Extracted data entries
*-*-*

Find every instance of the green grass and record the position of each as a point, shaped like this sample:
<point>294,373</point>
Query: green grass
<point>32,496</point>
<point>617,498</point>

*-*-*

### Work order
Please give the records again exactly as they are.

### Final answer
Find every instance of the green grass and record the position of each as a point, shaped like this sample:
<point>294,373</point>
Query: green grass
<point>32,496</point>
<point>617,498</point>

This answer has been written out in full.